» **Dataset entries**
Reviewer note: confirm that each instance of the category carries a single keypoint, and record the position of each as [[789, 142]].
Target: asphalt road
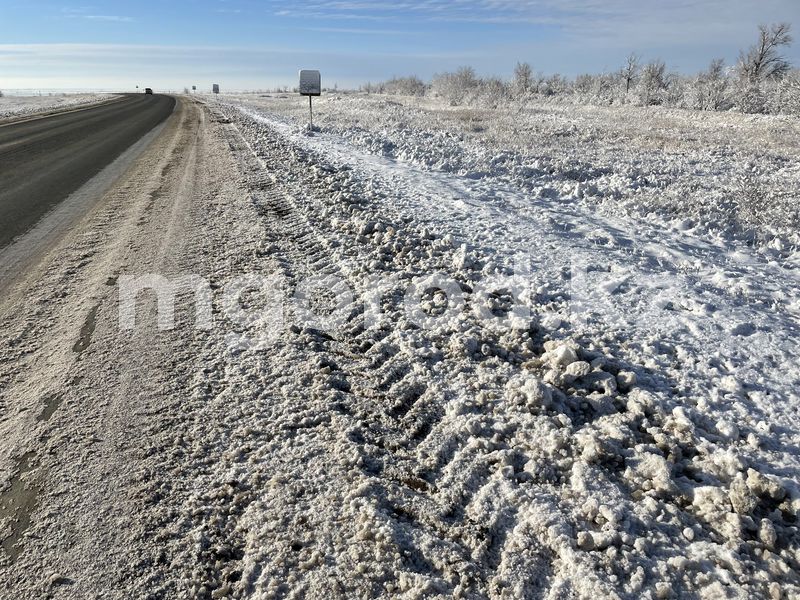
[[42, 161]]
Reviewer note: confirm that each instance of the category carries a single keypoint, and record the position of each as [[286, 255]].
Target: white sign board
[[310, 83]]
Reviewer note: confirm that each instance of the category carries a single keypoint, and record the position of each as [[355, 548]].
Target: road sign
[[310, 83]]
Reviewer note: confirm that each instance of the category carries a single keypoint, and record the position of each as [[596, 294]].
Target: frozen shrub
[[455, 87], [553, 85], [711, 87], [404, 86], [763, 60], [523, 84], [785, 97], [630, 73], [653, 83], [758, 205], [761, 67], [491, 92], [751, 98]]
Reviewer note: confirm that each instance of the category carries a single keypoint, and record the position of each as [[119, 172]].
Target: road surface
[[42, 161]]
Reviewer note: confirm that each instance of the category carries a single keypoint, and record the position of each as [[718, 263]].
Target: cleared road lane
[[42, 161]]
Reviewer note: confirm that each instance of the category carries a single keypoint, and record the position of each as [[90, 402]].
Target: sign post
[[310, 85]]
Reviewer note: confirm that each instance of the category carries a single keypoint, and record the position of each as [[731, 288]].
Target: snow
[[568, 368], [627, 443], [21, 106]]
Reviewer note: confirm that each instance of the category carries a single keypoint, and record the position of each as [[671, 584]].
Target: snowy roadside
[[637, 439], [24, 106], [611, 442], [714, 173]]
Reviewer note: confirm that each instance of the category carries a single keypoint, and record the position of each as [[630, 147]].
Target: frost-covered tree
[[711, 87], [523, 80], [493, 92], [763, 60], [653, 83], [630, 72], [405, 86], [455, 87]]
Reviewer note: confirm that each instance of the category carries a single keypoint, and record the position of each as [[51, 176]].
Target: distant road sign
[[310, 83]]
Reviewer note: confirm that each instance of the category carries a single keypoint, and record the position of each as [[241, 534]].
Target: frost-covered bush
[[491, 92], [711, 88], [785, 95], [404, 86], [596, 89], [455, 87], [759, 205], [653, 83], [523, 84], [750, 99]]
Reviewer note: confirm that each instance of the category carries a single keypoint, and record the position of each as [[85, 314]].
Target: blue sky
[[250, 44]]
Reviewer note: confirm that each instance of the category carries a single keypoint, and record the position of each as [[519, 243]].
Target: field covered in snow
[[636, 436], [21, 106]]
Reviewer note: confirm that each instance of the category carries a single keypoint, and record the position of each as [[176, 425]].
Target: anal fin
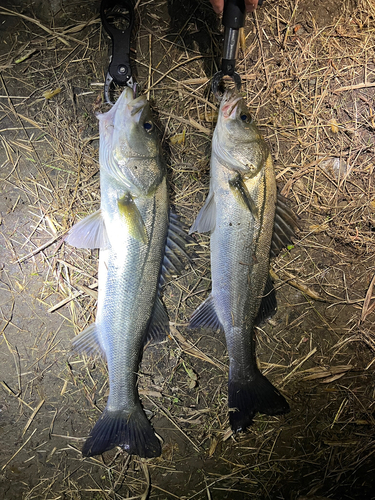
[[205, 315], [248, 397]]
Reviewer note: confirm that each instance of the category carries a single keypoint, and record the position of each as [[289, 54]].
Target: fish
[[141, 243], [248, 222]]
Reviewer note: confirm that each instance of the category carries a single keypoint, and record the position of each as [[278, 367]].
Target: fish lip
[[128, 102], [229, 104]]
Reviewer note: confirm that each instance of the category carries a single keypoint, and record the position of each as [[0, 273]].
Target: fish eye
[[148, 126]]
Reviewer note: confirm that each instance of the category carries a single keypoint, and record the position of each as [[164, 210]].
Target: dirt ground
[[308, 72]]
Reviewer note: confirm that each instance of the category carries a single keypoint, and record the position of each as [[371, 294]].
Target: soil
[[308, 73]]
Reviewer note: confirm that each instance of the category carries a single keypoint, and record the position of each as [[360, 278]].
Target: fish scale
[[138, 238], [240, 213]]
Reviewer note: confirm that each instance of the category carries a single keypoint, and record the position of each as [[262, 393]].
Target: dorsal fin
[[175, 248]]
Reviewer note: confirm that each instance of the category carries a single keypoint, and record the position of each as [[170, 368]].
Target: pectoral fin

» **Work to complete**
Above are the records; from them, give again exactly the lines from the one containing "as [[119, 172]]." to the one containing "as [[671, 584]].", both lines included, and nothing more.

» **Answer box**
Reviewer note: confirm that each instance of the category carries a single keypoint, and record the position of each as [[119, 172]].
Target: road surface
[[42, 161]]
Reviewer note: confirm that each instance of the category carries a single keypoint, and record the position of each as [[718, 263]].
Target: cleared road lane
[[42, 161]]
Reviewer note: confirm that each instance of the category carries a single keypoint, and record the position of each as [[90, 402]].
Target: sign post
[[310, 85]]
Reviewer note: confirm that each instance of the category carries a single keypoint, and record the position of each as [[731, 288]].
Target: snow
[[568, 368], [627, 443], [21, 106]]
Reviewer note: confirm that each instance of the category carries a single keypoint, and record the position of each as [[671, 584]].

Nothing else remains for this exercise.